> Exercise details:
Return nothing except the lines from the one that contains "Each instance of the yellow field" through the end of the material below, each exactly as given.

> Records to use:

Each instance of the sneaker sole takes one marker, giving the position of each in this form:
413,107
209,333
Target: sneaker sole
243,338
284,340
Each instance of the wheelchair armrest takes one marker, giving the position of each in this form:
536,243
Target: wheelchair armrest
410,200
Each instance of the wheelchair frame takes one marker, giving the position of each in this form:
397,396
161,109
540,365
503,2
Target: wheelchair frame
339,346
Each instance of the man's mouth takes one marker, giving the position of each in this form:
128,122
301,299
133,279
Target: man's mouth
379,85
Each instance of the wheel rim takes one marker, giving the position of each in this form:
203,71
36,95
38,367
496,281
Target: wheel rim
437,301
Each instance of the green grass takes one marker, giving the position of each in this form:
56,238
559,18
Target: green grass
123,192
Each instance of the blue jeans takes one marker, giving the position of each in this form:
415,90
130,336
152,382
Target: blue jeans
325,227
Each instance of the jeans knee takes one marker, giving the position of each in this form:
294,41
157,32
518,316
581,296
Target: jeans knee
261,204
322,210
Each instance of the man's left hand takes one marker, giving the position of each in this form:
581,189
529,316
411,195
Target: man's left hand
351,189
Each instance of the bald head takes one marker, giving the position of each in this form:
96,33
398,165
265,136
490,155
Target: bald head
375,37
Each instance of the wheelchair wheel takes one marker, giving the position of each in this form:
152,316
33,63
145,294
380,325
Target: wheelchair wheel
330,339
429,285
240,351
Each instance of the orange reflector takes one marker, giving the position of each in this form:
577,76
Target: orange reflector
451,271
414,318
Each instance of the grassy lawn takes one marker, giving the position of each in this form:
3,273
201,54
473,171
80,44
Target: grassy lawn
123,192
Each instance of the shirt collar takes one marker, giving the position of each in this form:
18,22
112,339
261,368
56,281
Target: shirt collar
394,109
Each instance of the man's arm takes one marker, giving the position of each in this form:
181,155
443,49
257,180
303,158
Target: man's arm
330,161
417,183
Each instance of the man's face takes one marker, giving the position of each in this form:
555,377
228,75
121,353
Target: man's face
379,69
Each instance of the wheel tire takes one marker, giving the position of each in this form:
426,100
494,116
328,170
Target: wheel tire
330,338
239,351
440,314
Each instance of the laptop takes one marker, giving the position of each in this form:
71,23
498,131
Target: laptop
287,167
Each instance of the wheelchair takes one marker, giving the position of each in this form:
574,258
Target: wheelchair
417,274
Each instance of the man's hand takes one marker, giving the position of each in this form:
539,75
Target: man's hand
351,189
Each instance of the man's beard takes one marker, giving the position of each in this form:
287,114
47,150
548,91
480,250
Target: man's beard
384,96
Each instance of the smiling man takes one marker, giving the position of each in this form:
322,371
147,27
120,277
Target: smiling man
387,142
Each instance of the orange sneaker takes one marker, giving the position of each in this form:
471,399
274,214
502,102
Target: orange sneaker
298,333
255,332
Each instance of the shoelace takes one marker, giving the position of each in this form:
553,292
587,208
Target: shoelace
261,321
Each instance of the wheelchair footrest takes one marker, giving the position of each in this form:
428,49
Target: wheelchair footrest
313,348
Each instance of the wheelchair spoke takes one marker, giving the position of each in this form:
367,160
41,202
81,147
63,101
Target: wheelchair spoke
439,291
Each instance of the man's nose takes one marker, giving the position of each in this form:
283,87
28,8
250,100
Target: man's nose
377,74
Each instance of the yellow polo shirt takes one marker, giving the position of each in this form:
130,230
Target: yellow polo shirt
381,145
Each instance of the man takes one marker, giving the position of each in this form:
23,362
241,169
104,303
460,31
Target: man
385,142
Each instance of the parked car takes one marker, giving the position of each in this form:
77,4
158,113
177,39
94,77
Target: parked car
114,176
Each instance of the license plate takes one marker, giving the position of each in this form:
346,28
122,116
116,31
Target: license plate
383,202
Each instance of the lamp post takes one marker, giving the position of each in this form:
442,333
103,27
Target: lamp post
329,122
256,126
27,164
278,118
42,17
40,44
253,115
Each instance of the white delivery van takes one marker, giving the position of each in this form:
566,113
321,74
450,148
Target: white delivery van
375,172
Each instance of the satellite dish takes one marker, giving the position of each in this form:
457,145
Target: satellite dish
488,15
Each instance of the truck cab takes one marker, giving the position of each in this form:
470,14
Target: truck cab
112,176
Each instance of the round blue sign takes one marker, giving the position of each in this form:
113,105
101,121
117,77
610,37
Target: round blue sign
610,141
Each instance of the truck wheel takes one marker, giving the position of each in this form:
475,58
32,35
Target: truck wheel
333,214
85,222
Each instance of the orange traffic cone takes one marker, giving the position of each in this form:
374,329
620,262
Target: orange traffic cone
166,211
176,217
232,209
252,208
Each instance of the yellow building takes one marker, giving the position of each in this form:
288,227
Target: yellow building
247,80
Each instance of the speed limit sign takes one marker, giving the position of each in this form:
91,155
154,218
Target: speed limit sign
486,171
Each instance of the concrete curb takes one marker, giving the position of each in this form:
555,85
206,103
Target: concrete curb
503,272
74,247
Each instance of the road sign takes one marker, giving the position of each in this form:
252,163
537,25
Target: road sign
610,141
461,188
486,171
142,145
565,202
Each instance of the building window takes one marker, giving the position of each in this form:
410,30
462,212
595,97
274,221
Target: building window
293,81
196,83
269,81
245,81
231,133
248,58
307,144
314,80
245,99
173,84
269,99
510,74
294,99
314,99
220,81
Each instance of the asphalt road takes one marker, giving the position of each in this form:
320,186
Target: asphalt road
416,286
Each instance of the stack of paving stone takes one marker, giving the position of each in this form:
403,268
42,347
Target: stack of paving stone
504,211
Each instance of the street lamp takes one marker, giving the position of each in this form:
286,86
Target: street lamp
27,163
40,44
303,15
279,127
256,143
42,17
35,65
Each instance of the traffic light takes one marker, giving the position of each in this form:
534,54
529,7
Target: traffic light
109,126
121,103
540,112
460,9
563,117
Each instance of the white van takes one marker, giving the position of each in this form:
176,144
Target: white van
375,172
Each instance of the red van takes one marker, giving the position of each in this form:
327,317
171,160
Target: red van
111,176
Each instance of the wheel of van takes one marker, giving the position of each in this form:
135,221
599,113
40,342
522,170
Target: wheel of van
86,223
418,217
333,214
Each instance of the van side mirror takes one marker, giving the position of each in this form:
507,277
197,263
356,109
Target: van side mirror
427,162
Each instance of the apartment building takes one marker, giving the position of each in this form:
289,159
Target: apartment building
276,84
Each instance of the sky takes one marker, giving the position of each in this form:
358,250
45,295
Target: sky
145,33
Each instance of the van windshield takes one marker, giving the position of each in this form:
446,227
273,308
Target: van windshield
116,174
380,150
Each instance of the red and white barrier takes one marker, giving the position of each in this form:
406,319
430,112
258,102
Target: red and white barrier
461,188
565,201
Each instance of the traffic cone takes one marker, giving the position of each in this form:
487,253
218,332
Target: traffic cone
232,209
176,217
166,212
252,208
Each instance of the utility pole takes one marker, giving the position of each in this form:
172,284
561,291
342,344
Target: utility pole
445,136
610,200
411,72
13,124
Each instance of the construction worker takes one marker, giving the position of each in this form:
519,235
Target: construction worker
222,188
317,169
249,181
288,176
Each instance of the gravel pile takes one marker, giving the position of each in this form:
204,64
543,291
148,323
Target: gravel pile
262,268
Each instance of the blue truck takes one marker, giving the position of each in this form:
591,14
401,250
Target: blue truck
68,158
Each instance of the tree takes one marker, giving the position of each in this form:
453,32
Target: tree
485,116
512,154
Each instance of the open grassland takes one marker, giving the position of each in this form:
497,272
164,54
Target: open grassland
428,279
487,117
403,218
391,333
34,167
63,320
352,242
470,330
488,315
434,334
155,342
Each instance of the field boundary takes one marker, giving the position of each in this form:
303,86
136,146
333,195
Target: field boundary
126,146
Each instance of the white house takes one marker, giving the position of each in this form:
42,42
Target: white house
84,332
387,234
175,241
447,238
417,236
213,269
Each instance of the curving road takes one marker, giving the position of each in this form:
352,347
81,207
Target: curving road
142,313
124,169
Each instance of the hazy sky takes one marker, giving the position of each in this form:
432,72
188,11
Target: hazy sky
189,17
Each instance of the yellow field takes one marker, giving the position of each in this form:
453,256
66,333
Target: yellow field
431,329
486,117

> Response area:
Each instance of the yellow field takes one marker, giving the position of each in this form:
453,256
66,333
Target: yellow field
431,329
486,117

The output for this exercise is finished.